■ **Task goal**
Rewrite the listing below, changing every "Detection result" to "Bounding boxes" and leaving everything else as it is.

■ **Task material**
────────────────────

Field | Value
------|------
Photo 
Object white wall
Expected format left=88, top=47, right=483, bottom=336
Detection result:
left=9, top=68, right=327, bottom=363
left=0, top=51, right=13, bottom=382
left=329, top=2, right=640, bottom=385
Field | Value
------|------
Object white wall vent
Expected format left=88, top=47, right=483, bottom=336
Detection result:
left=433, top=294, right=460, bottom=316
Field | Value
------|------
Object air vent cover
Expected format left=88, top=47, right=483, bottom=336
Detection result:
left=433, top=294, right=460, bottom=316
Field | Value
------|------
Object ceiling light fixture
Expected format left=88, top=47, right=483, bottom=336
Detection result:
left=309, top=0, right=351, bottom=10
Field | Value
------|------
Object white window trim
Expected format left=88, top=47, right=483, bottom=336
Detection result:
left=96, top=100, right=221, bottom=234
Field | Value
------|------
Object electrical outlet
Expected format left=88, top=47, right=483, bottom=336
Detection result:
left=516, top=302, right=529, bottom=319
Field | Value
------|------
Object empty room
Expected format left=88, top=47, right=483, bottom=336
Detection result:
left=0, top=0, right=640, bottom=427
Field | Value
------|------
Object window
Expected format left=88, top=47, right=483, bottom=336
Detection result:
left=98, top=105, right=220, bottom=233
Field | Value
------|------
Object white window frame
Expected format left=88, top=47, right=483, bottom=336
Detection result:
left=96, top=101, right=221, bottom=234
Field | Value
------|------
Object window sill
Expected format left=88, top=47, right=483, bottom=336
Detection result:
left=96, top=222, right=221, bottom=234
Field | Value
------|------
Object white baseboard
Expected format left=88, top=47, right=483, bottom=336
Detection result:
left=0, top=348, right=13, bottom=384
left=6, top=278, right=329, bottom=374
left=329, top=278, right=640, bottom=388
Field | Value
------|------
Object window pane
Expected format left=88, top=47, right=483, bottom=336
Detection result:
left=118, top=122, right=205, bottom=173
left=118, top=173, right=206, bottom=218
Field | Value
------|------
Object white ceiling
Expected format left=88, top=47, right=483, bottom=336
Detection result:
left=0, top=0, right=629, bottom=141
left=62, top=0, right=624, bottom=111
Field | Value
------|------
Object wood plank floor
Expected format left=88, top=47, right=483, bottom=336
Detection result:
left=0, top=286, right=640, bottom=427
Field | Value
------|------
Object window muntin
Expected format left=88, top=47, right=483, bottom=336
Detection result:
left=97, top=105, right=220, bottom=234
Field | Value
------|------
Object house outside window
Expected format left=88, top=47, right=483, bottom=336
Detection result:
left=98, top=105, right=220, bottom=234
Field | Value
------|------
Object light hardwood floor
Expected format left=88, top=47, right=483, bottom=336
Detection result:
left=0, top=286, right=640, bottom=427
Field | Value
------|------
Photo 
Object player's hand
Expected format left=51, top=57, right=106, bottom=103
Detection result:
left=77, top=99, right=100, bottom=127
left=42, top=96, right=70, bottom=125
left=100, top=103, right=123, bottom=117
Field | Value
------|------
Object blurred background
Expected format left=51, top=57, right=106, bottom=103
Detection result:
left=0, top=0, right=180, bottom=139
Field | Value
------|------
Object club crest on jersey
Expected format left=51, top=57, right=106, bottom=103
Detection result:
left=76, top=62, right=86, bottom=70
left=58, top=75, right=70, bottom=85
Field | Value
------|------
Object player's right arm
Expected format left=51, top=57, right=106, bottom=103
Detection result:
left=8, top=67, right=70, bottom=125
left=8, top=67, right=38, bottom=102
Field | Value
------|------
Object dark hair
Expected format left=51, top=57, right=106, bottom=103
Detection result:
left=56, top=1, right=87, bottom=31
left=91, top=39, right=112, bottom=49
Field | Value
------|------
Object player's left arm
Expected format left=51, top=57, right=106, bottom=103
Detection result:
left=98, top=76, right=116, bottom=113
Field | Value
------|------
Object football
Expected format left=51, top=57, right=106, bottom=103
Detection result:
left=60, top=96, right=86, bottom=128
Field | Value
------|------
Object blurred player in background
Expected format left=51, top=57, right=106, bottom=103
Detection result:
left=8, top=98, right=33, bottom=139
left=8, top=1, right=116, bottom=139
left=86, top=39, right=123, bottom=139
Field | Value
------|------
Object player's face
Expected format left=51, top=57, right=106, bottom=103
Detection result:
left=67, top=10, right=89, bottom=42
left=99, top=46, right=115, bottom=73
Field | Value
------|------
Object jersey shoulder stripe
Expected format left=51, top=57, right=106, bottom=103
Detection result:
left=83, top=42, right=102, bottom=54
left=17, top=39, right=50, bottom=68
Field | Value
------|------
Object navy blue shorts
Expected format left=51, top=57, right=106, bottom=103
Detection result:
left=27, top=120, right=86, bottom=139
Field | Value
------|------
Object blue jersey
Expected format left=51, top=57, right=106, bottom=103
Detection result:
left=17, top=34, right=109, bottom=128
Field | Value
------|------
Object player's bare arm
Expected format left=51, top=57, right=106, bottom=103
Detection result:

────────────────────

■ **Result of the exercise**
Field | Value
------|------
Photo 
Object white wall
Expected format left=88, top=47, right=483, bottom=336
Bounding boxes:
left=9, top=68, right=327, bottom=363
left=0, top=51, right=13, bottom=382
left=329, top=2, right=640, bottom=385
Field | Value
------|------
Object white wall vent
Expected format left=88, top=47, right=483, bottom=336
Bounding boxes:
left=433, top=294, right=460, bottom=316
Field | Value
------|------
Object air vent cover
Expected format left=88, top=47, right=483, bottom=336
Bounding boxes:
left=433, top=294, right=460, bottom=316
Field | Value
------|------
Object ceiling light fixture
Expected format left=88, top=47, right=483, bottom=336
Bounding boxes:
left=309, top=0, right=351, bottom=10
Field | Value
------|------
Object white window trim
Expected format left=88, top=47, right=483, bottom=336
Bounding boxes:
left=96, top=100, right=221, bottom=234
Field | Value
------|------
Object electrical outlet
Expected format left=88, top=47, right=483, bottom=336
Bounding boxes:
left=516, top=302, right=529, bottom=319
Field | Value
------|------
Object empty room
Expected format left=88, top=47, right=483, bottom=336
Bounding boxes:
left=0, top=0, right=640, bottom=427
Field | Value
------|------
Object window
Expected format left=88, top=47, right=483, bottom=336
Bounding boxes:
left=98, top=105, right=220, bottom=233
Field | Value
------|------
Object white window frame
Expected format left=88, top=47, right=483, bottom=336
Bounding boxes:
left=96, top=101, right=221, bottom=234
Field | Value
------|------
Object window sill
Expected format left=88, top=47, right=483, bottom=336
Bounding boxes:
left=96, top=222, right=221, bottom=234
Field | Value
------|------
Object white baseboard
Expected format left=88, top=47, right=483, bottom=336
Bounding boxes:
left=0, top=348, right=13, bottom=384
left=6, top=278, right=329, bottom=374
left=329, top=278, right=640, bottom=388
Field | Value
------|------
Object window pane
Expected format left=88, top=47, right=483, bottom=336
Bounding boxes:
left=118, top=122, right=205, bottom=173
left=118, top=173, right=206, bottom=218
Field | Value
------|------
Object white ceiling
Expected format left=88, top=47, right=483, bottom=336
Bounding boxes:
left=0, top=0, right=629, bottom=141
left=62, top=0, right=624, bottom=111
Field | Value
------|------
Object wood plank floor
Expected format left=88, top=47, right=483, bottom=336
Bounding boxes:
left=0, top=286, right=640, bottom=427
Field | Value
------|------
Object window muntin
Expected format left=88, top=47, right=483, bottom=336
Bounding boxes:
left=97, top=105, right=220, bottom=234
Field | Value
------|------
Object house outside window
Expected format left=88, top=47, right=483, bottom=336
Bounding boxes:
left=98, top=105, right=220, bottom=234
Field | Value
------|------
Object light hardwood floor
Expected format left=88, top=47, right=483, bottom=336
Bounding boxes:
left=0, top=286, right=640, bottom=427
Field | Value
------|------
Photo 
Object player's hand
Expected format left=51, top=57, right=106, bottom=103
Bounding boxes:
left=77, top=99, right=100, bottom=127
left=42, top=96, right=70, bottom=125
left=100, top=103, right=123, bottom=117
Field | Value
------|------
Object blurred background
Expected format left=51, top=57, right=106, bottom=103
Bounding boxes:
left=0, top=0, right=180, bottom=139
Field | Value
------|------
Object club crest on jersey
Expected format left=51, top=57, right=106, bottom=103
Bounding boxes:
left=76, top=62, right=86, bottom=70
left=58, top=75, right=70, bottom=85
Field | Value
------|------
Object player's right arm
Expected format left=51, top=57, right=106, bottom=103
Bounding boxes:
left=8, top=67, right=70, bottom=125
left=8, top=67, right=38, bottom=102
Field | Value
------|------
Object dark hair
Expected format left=51, top=57, right=106, bottom=103
Bounding boxes:
left=56, top=1, right=87, bottom=31
left=91, top=39, right=112, bottom=49
Field | Value
------|------
Object player's left arm
Expected format left=51, top=57, right=106, bottom=103
Bounding boxes:
left=98, top=76, right=116, bottom=113
Field | Value
------|------
Object football
Expected format left=51, top=57, right=106, bottom=103
Bounding boxes:
left=60, top=96, right=86, bottom=128
Field | Value
------|------
Object blurred player in background
Expected format left=51, top=57, right=106, bottom=103
Bounding boxes:
left=8, top=98, right=33, bottom=139
left=8, top=1, right=116, bottom=139
left=86, top=39, right=123, bottom=139
Field | Value
------|------
Object player's face
Expected format left=51, top=57, right=106, bottom=103
Bounding boxes:
left=67, top=10, right=89, bottom=42
left=99, top=46, right=115, bottom=73
Field | Value
------|------
Object jersey shoulder stripe
Expected format left=51, top=57, right=106, bottom=103
Bounding boxes:
left=83, top=42, right=102, bottom=54
left=17, top=39, right=50, bottom=68
Field | Value
------|------
Object navy blue shorts
Expected format left=51, top=57, right=106, bottom=103
Bounding boxes:
left=27, top=120, right=86, bottom=139
Field | Value
------|------
Object blue jersey
Expected format left=51, top=57, right=106, bottom=103
Bounding boxes:
left=17, top=34, right=109, bottom=128
Field | Value
------|------
Object player's bare arm
Expected format left=51, top=57, right=106, bottom=103
Bounding boxes:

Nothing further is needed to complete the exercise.